_Extract to read_:
* start *

Won't that steady state also be ruled by pV=nRT, even if that is a cloud of solid specks instead of a cloud of gas?

Mentor
No. Solids have mechanical properties different from gases. Imagine you had a box with a handful of rubber balls in it. Shake it and they bounce around semi randomly. Stop shaking it and they fairly quickly fall to the bottom. They aren't perfectly elastic and the kinetic energy is dissipated as thermal energy. But molecules are perfectly elastic and random because their motion is thermal energy.

fbs7
I see. So in order for that to be true I would have to come up with some tiny solid ball that would not dissipate any energy on impact, and as such thing does not exist, then the mechanics are completely different. Thank you, I get it.

So, for my peace of mind - if you have two clouds of the same size and the same mass, one made of gas and the other made of dust, and both are collapsing into a star. Then the mechanics for that collapse will be different between the two, right? I heard the gas cloud increases temperature due to pV=nRT (less losses for other mechanisms); I guess the dust cloud will increase temperature by some other law, I reckon?

snorkack
The dust cloud will obey pV=nRT. With n being pretty small.

phobosorbust
"collapsing into a star"
These are large populations of either gas molecules or dust particles in a vacuum, bound only by gravity. That is a very different proposition from gas or dust in a box which can be squeezed and measured on a laboratory bench.

Let's assume the initial condition is an evenly-distributed set of particles in a sphere. These particles each have a gravitational potential energy based on their distance to the cloud's center of mass. As they collapse toward that center of mass they exchange their gravitational potential energy for kinetic energy. Collisions with other particles convert some of that kinetic energy into heat. (That sounds straightforward but since the temperature of a gas is defined by its kinetic energy it's actually a pretty fuzzy explanation.) The end state of this collapse is when the gravitational force (pro-collapse) is balanced by pressure (pro-expansion). The process of stellar collapse results in a hot, dense plasma whether the starting material was a gas or a solid.
Dust particles are made of more atoms than gas molecules. They have an extra degree of freedom: collisions can cause the dust particles to break apart. This 'spends' some of their kinetic energy to overcome their binding energy (whether that be electrostatic, van der waals, chemical bonds, etc., etc.). This energy is not available to become heat, so the dusty star should reach a lower final temperature as a result of the energy spent breaking dust into plasma.

That suggests that dust will obey pV=nRT so long as the particles act like perfect gas molecules, while an adjustment term to account for binding energy and fragmentation would have to be introduced once the collisions become too energetic for the particles to survive.

snorkack
There is no qualitative difference between a big molecule and a small grain of dust. Only quantitative.
A lone atom has just 3 degrees of freedom. The 3 translational directions.
A molecule of 2 atoms has 6 degrees of freedom - still 3 for each atom. But only 3 of these are translations of whole molecule, and only these 3 contribute to pressure.
The other 3 are movements of atoms relative to each other: 2 are rotations, and the sixth is vibration of atoms along the bond connecting them.
If a molecule has 3 atoms then it still has 3 degrees of freedom for each atom - and still 3 whole molecule translations, which alone contribute to pressure. The other 6 may be 3 rotations and 3 vibrations, if molecule is not linear, or 2 rotations and 4 vibrations, if it is.

* end *

_Directions_: Please reproduce the part of the discussion of dust clouds and the gas law that begins with the words "A lone atom" and ends after the words "bond connecting them.". The records after this point are separate material, unrelated to the discussion of dust clouds and the gas law.

_Raw records_:
* start *

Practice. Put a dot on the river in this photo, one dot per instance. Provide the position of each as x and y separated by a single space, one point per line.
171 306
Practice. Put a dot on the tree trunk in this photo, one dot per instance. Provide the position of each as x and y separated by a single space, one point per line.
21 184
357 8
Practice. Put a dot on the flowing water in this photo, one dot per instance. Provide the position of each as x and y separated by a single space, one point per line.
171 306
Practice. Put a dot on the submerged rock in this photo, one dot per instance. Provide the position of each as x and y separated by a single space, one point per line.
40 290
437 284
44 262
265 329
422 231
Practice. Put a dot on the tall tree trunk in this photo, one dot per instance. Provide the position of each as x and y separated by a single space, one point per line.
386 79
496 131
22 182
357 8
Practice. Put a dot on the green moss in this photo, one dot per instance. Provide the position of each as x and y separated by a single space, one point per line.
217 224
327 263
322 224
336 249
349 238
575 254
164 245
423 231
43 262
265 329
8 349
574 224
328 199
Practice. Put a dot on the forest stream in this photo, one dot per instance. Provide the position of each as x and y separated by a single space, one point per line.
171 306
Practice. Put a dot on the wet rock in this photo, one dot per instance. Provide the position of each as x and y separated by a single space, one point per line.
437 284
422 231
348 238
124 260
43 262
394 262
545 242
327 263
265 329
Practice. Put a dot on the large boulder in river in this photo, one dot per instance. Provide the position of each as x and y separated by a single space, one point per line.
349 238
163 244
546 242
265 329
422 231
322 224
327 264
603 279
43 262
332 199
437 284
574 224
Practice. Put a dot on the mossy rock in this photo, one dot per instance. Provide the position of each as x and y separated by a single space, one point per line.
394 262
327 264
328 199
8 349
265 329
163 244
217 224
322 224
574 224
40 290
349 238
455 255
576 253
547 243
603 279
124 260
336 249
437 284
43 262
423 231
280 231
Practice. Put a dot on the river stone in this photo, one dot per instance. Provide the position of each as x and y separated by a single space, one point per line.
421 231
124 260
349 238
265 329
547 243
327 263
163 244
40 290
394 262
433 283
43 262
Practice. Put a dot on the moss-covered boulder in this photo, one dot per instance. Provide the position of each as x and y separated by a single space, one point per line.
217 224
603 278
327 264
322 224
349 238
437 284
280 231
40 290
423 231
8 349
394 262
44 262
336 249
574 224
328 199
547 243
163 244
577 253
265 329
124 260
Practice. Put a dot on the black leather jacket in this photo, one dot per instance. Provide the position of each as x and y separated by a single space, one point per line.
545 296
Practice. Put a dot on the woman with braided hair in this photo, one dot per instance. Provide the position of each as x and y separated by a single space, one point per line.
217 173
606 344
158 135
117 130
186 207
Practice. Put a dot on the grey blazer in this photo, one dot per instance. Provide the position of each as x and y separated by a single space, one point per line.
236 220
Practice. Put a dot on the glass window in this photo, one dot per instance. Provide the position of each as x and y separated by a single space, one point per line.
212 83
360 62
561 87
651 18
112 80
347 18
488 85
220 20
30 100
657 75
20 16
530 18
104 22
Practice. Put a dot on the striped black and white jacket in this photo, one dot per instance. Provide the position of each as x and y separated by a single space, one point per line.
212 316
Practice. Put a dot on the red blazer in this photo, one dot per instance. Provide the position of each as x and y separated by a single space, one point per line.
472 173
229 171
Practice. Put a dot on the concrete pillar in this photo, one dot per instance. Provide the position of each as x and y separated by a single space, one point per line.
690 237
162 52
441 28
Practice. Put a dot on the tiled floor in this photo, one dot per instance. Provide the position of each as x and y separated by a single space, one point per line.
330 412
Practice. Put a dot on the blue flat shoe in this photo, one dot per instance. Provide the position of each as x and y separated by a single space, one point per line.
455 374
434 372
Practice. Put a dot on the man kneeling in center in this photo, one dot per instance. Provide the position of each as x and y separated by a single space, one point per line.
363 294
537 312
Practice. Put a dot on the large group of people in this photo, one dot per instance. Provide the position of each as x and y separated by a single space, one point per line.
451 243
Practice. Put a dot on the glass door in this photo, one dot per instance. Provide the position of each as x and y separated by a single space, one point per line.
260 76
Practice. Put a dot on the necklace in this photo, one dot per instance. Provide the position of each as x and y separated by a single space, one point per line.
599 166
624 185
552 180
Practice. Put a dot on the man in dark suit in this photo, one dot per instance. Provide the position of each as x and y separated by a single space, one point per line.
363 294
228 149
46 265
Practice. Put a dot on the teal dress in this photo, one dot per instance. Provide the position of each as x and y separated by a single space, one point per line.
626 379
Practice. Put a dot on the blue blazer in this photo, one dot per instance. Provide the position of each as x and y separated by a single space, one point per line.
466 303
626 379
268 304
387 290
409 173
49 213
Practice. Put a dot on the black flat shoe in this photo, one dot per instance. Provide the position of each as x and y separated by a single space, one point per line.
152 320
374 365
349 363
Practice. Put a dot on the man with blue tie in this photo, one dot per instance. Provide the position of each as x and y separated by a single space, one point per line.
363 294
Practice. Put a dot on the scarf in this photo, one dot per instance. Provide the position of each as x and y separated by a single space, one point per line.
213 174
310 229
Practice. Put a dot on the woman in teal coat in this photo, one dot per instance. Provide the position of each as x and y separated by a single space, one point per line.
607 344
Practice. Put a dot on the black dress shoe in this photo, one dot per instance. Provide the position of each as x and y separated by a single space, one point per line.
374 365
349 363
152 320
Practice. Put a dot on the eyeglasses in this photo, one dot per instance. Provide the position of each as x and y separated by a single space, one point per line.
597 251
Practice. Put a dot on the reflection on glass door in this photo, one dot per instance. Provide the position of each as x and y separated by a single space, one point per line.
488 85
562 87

* end *

_Worked solution_:
A lone atom has just 3 degrees of freedom. The 3 translational directions.
A molecule of 2 atoms has 6 degrees of freedom - still 3 for each atom. But only 3 of these are translations of whole molecule, and only these 3 contribute to pressure.
The other 3 are movements of atoms relative to each other: 2 are rotations, and the sixth is vibration of atoms along the bond connecting them.